**TASK GOAL**
Count the lines in the entries below that contain the string "stone", treating uppercase and lowercase as different, and reply with the number alone.
——————
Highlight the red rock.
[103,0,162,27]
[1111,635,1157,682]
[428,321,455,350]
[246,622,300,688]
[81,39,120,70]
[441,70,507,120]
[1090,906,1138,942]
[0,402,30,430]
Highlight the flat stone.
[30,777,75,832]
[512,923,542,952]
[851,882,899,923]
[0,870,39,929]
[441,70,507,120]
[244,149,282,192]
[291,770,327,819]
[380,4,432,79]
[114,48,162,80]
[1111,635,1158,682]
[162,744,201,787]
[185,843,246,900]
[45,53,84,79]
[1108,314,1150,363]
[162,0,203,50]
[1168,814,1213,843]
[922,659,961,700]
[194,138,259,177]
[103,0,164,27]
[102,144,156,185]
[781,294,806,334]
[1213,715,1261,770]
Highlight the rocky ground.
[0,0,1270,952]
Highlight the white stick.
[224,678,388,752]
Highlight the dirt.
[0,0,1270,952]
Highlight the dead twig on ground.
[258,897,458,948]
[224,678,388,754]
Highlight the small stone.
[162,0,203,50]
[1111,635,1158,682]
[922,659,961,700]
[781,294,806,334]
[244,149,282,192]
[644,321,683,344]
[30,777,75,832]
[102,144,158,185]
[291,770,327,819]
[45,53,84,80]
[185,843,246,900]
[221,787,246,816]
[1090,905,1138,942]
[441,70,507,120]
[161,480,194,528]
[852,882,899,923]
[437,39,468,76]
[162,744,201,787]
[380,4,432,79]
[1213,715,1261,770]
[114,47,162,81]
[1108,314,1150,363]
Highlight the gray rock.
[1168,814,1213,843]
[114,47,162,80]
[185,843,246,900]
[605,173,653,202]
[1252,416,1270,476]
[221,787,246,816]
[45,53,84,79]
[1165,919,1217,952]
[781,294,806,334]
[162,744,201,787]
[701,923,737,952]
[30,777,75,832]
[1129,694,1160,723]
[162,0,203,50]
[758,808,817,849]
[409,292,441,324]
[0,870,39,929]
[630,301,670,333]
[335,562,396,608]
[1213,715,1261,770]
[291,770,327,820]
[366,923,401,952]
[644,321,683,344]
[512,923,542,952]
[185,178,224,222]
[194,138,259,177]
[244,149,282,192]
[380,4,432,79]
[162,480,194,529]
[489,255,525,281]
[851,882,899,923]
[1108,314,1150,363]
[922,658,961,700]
——————
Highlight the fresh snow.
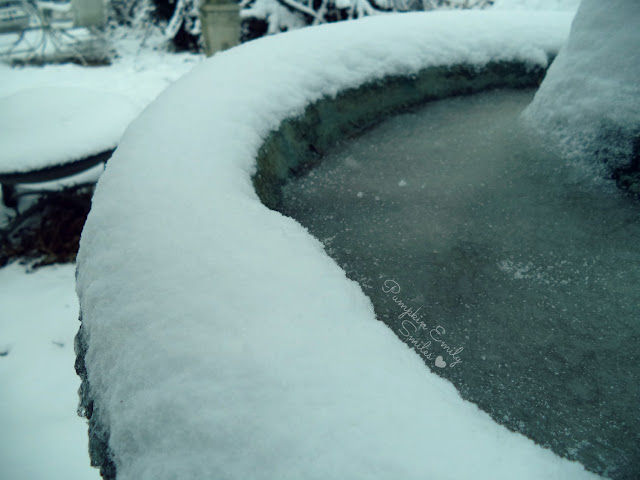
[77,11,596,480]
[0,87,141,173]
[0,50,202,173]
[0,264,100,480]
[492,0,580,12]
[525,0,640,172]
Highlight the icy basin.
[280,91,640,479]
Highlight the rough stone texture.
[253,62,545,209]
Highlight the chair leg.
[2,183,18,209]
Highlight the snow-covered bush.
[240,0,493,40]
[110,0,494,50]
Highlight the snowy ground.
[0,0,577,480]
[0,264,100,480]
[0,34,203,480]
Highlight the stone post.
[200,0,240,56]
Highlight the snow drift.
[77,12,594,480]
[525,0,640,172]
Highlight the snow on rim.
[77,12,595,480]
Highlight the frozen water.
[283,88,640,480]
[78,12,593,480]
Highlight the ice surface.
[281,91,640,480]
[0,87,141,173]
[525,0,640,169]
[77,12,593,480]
——————
**RESULT OF THIS TASK**
4